= What to work on =
Output the rows of the source data as a Markdown table with columns Row and Line, starting at the line that contains "Retail shelf audit request: identify every flower visible" and ending at the line that contains "305,0,342,137". Leave out blank lines.

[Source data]
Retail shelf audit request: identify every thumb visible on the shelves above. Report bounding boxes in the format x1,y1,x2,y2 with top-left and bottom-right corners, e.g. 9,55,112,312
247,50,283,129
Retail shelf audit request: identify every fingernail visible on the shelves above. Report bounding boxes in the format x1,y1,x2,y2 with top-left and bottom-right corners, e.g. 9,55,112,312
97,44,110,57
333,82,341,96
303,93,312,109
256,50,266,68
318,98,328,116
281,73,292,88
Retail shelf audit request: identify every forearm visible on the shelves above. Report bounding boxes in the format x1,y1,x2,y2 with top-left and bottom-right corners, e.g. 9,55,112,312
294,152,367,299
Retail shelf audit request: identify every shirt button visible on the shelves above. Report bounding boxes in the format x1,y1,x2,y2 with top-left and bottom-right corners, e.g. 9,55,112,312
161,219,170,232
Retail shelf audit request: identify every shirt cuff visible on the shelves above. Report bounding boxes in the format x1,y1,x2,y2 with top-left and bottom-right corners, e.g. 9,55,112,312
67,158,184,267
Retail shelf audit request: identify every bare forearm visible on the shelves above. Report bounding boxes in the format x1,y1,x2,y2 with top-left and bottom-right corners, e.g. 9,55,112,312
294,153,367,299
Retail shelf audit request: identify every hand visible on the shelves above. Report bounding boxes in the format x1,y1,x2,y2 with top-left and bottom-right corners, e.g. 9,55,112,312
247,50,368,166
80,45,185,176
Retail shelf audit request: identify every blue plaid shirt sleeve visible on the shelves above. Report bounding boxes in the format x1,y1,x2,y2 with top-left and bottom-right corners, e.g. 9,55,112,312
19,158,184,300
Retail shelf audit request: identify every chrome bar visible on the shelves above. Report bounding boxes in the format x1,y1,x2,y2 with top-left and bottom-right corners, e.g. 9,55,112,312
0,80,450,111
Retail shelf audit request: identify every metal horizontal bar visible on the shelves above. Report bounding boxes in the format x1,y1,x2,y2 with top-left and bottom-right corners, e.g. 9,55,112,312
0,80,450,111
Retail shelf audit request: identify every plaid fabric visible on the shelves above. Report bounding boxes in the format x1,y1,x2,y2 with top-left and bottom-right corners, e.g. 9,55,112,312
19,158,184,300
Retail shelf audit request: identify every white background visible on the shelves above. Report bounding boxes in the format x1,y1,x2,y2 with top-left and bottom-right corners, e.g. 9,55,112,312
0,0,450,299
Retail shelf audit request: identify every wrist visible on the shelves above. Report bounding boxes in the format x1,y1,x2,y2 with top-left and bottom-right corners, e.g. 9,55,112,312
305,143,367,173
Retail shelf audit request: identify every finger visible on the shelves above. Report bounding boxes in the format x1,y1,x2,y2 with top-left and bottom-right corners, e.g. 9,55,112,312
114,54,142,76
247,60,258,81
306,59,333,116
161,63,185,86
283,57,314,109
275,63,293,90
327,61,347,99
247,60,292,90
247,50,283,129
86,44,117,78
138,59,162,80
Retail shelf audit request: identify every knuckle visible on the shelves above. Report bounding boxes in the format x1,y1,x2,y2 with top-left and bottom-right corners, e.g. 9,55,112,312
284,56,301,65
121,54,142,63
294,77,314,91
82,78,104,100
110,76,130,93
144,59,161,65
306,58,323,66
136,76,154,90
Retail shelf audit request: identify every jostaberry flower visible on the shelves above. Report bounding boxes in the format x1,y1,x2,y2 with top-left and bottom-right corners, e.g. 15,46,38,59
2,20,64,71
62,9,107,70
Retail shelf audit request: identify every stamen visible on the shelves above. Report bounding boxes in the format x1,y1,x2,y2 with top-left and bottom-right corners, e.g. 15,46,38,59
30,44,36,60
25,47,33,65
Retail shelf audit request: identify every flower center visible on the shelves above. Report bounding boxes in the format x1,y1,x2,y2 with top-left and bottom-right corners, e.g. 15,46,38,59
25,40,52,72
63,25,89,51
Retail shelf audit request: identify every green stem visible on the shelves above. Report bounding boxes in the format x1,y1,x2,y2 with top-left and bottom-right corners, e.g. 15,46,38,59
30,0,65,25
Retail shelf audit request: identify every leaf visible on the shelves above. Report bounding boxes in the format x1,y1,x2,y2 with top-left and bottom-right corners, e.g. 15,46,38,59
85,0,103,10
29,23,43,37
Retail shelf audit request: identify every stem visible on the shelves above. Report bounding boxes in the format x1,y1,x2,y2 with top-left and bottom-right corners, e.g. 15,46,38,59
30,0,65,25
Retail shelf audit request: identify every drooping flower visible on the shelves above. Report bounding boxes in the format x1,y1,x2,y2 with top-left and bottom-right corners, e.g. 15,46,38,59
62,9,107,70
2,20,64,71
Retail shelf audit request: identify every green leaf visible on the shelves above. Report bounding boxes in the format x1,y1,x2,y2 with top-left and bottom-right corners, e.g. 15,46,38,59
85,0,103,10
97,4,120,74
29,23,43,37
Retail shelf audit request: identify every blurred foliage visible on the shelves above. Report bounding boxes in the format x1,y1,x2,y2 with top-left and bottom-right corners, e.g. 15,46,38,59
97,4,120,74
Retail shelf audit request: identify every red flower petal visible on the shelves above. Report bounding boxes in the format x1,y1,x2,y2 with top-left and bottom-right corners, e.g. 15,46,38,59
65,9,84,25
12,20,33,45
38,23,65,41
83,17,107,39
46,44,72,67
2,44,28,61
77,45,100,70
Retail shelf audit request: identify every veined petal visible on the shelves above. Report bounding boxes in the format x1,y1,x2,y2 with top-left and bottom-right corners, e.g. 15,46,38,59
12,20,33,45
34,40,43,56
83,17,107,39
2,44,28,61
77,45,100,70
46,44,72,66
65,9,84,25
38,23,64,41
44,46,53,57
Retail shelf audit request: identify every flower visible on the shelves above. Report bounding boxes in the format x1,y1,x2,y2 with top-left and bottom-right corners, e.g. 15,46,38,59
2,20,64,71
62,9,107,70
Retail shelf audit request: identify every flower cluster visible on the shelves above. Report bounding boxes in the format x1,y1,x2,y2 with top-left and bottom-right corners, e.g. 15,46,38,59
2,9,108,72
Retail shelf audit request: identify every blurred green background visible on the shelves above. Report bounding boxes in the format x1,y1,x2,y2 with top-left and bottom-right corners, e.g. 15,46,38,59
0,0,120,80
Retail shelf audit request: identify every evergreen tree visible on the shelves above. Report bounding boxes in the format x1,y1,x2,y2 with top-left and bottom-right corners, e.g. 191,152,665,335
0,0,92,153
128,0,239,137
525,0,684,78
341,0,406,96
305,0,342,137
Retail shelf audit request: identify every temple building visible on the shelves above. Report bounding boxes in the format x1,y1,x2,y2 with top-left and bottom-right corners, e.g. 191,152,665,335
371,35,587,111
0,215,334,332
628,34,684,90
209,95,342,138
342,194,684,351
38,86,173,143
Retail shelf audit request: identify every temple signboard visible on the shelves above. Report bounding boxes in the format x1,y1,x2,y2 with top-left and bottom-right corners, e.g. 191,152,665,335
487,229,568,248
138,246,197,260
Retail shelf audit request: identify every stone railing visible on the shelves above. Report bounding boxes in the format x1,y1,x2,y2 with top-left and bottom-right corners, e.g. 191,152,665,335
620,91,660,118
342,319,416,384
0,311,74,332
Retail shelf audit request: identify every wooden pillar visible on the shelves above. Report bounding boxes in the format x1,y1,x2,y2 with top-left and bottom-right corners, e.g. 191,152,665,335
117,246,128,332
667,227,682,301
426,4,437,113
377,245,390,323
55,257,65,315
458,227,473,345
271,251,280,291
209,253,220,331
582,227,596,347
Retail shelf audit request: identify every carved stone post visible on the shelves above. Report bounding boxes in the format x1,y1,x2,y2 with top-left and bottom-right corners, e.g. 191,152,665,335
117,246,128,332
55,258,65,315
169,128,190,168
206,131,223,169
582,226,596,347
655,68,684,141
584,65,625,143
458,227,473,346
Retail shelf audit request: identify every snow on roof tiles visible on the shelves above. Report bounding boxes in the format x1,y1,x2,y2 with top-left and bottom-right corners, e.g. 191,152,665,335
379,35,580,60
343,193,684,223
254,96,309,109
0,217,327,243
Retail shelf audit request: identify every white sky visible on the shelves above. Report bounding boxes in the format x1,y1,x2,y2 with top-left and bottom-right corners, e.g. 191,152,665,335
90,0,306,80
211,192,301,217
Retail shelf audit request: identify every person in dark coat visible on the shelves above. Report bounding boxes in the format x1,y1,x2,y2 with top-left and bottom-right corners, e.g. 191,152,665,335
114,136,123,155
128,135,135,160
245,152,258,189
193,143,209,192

= Reply to the task =
| Row | Line |
|---|---|
| 1 | Retail shelf audit request: identify every flower visible on the shelves above. Report bounding boxes in the format x1,y1,x2,y2 with top-left and bottom-right corners, e.g. 15,46,38,59 |
| 2 | 2,20,64,71 |
| 3 | 62,9,107,70 |
| 4 | Retail shelf audit request: identify every flower cluster visible on the shelves above. Report bounding boxes in the format x1,y1,x2,y2 with top-left and bottom-right corners, e.g. 15,46,38,59 |
| 5 | 2,9,108,72 |
| 6 | Retail shelf audit request: identify every blurred green background visible on the shelves above. Report bounding boxes in the format x1,y1,x2,y2 with top-left and bottom-right corners, e.g. 15,46,38,59 |
| 7 | 0,0,120,80 |
| 8 | Retail shelf audit request: identify every evergreen tree visible on the shelves above. Report bounding boxes in the format x1,y1,x2,y2 with top-left and bottom-right corners, e.g. 191,152,665,335 |
| 9 | 0,0,92,153 |
| 10 | 128,0,239,137 |
| 11 | 525,0,684,78 |
| 12 | 341,0,406,96 |
| 13 | 305,0,342,137 |